The "Workaholics" crew comes to Netflix with a "Die Hard" spoof way too ridiculous for theaters.
Game Over, Man! netflix
"Game Over, Man!"
Netflix

The only convincing explanation for the existence of “Game Over, Man!” is that the brain trust behind Comedy Central’s “Workaholics” got really high on salvia one night and started to wonder what a remake of “Die Hard” might look like if it were written by Judd Apatow, directed by McG, and financed by whatever spare change they had in their pockets. How else to rationalize an action-comedy in which three burnout white dudes (suffering from some very severe bromantic tension) wind up going all “Pineapple Express” on the terrorists who raid the hotel where they work, take a handful of celebrity hostages, and amputate Daniel Stern’s dick? Stranger things have happened, especially on Netflix.

● **Provided information**
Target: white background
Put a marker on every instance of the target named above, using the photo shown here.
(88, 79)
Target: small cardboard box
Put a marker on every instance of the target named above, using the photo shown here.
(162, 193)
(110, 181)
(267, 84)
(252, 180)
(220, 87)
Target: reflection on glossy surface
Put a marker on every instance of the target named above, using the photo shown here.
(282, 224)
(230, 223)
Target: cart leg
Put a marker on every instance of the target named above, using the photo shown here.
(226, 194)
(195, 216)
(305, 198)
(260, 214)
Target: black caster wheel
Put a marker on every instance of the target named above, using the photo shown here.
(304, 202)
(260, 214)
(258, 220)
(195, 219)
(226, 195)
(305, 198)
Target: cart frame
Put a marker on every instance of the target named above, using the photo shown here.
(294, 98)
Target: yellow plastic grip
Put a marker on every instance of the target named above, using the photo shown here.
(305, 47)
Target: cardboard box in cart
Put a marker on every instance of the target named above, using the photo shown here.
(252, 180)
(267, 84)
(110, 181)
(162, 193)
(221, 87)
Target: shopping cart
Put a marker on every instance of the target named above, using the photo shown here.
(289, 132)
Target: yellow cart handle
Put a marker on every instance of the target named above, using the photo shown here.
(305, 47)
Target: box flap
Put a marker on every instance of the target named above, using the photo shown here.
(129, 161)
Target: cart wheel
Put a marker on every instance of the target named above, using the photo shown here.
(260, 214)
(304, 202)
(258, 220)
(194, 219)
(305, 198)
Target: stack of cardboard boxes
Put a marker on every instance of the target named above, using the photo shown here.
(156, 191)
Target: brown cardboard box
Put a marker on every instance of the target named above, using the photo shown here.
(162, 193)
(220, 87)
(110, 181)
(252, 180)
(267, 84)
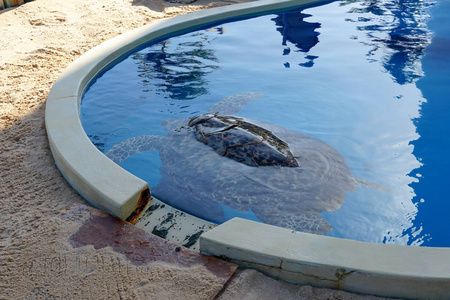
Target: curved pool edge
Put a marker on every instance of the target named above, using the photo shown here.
(388, 270)
(361, 267)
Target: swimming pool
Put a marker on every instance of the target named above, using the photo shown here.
(372, 117)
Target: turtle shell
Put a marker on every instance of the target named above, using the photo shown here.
(244, 142)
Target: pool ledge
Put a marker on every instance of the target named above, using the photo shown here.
(368, 268)
(388, 270)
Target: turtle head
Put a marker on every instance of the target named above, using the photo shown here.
(242, 141)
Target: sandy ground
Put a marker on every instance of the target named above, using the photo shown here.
(38, 41)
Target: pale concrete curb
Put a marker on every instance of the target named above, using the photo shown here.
(379, 269)
(103, 183)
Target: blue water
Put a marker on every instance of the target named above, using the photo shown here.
(369, 78)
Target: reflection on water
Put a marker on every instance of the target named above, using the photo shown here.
(178, 73)
(398, 28)
(301, 34)
(370, 87)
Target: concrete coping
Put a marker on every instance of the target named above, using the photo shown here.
(369, 268)
(389, 270)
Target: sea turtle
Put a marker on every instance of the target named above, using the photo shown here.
(284, 177)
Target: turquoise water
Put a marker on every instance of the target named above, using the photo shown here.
(368, 78)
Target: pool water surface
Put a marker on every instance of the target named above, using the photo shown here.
(368, 79)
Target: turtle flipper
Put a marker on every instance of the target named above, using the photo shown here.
(233, 104)
(135, 145)
(309, 223)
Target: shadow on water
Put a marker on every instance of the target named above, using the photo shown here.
(399, 42)
(432, 147)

● **Brief 1**
From the "Game Over, Man!" review, return the passage that begins at the words "Game Over, Man! netflix" and stops after "especially on Netflix.", copied character for character.
● **Brief 2**
Write the next part of the "Game Over, Man!" review, picking up after its final sentence.

● **Written reply 1**
Game Over, Man! netflix
"Game Over, Man!"
Netflix

The only convincing explanation for the existence of “Game Over, Man!” is that the brain trust behind Comedy Central’s “Workaholics” got really high on salvia one night and started to wonder what a remake of “Die Hard” might look like if it were written by Judd Apatow, directed by McG, and financed by whatever spare change they had in their pockets. How else to rationalize an action-comedy in which three burnout white dudes (suffering from some very severe bromantic tension) wind up going all “Pineapple Express” on the terrorists who raid the hotel where they work, take a handful of celebrity hostages, and amputate Daniel Stern’s dick? Stranger things have happened, especially on Netflix.

● **Written reply 2**
“Game Over, Man!” is exactly the kind of movie you would expect to get made when a massive streaming company grows so desperate for content they’ll green-light the first half-baked idea a trio of semi-famous TV stars pitches their way. Of course, that shrugging permissiveness cuts both ways.

On one hand, it allows the “Workaholics” team to bring their signature anything goes shamelessness to a bigger canvas, if not necessarily a bigger screen. In 2018, there’s simply no way anything this ridiculous could support a 2,000-screen theatrical release and all of the marketing costs that go along with it; a lot of comedies might be willing to cut off Daniel Stern’s penis in the first act, but precious few have the balls to bring it back as a weapon in the third. On the other hand, anything goes doesn’t mean that everything should, and so we’re left with a movie that’s much shaggier than anything co-producers Evan Goldberg and Seth Rogen have ever starred in themselves. And not just because Reggae sensation Shaggy shows up to play himself. “Workaholics” super-fans will be thrilled this exists, while everyone else will be thrilled that they’re only a few clicks away from watching “Forgetting Sarah Marshall” instead.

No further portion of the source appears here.